In the entries that follow, which lines hold the string "outline"? List them.

--- START ---

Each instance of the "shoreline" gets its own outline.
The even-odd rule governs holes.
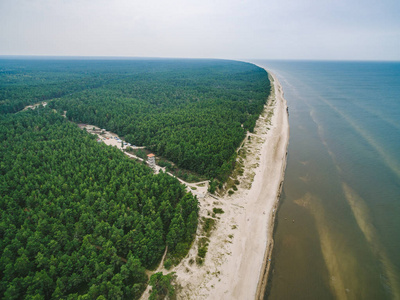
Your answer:
[[[261,66],[259,66],[261,67]],[[262,67],[261,67],[262,68]],[[264,68],[265,69],[265,68]],[[287,148],[289,145],[289,110],[288,110],[288,106],[287,106],[287,102],[286,99],[284,97],[284,93],[283,93],[283,88],[280,84],[280,82],[278,81],[277,77],[275,76],[275,74],[273,74],[271,71],[268,71],[267,69],[265,69],[267,71],[267,73],[269,74],[269,76],[273,79],[273,84],[274,84],[274,92],[275,92],[275,97],[280,97],[283,103],[284,103],[284,107],[286,107],[286,122],[287,122],[287,137],[286,137],[286,153],[285,153],[285,158],[282,161],[282,168],[281,168],[281,174],[280,174],[280,178],[281,178],[281,182],[279,184],[279,189],[278,189],[278,193],[276,195],[276,201],[275,201],[275,205],[274,205],[274,209],[271,215],[271,219],[270,219],[270,223],[268,226],[268,245],[267,248],[265,249],[265,254],[264,254],[264,261],[263,261],[263,265],[262,265],[262,269],[261,269],[261,273],[258,279],[258,285],[257,285],[257,292],[256,292],[256,297],[255,299],[259,299],[262,300],[264,299],[264,295],[265,295],[265,291],[268,285],[268,279],[269,279],[269,275],[270,275],[270,268],[271,268],[271,258],[272,258],[272,250],[274,248],[274,239],[273,239],[273,234],[274,234],[274,227],[275,227],[275,218],[276,218],[276,212],[278,210],[278,206],[279,206],[279,200],[282,194],[282,188],[283,188],[283,181],[284,181],[284,177],[285,177],[285,171],[286,171],[286,166],[287,166]],[[272,81],[271,81],[272,82]],[[277,92],[278,90],[278,92]],[[278,95],[277,95],[278,93]]]
[[[261,67],[261,66],[259,66]],[[261,67],[262,68],[262,67]],[[266,70],[267,71],[267,70]],[[233,195],[199,198],[200,218],[216,218],[203,265],[195,261],[200,225],[189,254],[164,273],[177,275],[178,299],[262,299],[268,281],[273,228],[287,161],[289,123],[282,87],[271,72],[271,95],[245,139],[245,173]],[[273,176],[271,176],[273,174]]]
[[[260,68],[263,68],[259,66]],[[265,68],[263,68],[265,69]],[[286,171],[286,165],[287,165],[287,148],[289,145],[289,112],[288,112],[288,106],[286,99],[284,98],[284,93],[283,93],[283,88],[272,72],[268,71],[265,69],[267,73],[269,74],[271,84],[274,86],[274,97],[275,101],[278,102],[277,107],[275,109],[278,109],[278,113],[280,114],[278,118],[278,124],[277,126],[281,126],[281,136],[283,137],[283,141],[278,141],[275,145],[277,147],[281,147],[280,149],[277,149],[279,151],[279,154],[281,155],[281,166],[280,166],[280,172],[279,172],[279,185],[276,190],[276,195],[273,203],[273,209],[270,211],[270,218],[269,218],[269,223],[268,223],[268,235],[267,235],[267,245],[265,247],[265,252],[263,256],[263,263],[262,267],[259,273],[258,277],[258,284],[257,284],[257,291],[255,294],[254,299],[264,299],[264,294],[265,290],[268,284],[268,278],[270,274],[270,267],[271,267],[271,257],[272,257],[272,250],[274,247],[274,240],[273,240],[273,233],[274,233],[274,226],[275,226],[275,217],[276,217],[276,212],[278,210],[279,206],[279,200],[280,196],[282,193],[282,188],[283,188],[283,181],[285,177],[285,171]],[[268,140],[266,140],[266,143]],[[281,144],[279,144],[281,143]],[[283,144],[282,144],[283,143]],[[266,170],[264,170],[264,176],[266,176]],[[276,188],[276,187],[275,187]]]

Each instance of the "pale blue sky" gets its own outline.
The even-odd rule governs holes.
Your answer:
[[[400,0],[0,0],[0,55],[400,60]]]

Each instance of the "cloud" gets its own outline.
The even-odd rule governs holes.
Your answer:
[[[368,45],[376,51],[365,57],[400,59],[381,47],[399,46],[387,35],[400,29],[399,8],[391,0],[1,0],[0,54],[352,59]],[[354,44],[369,31],[376,45]]]

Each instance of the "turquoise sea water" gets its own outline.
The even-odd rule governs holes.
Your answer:
[[[400,63],[255,61],[289,106],[268,299],[400,299]]]

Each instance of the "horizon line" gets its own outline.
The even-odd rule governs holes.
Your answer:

--- END ---

_Answer to this problem_
Each instance of the "shoreline" gets its own outline.
Each instance of the "pale blue sky" gets its own outline.
Each instance of the "cloud" gets its own outline.
Each instance of the "turquoise sea water" gets its own outline.
Each instance of the "horizon line" gets its own outline.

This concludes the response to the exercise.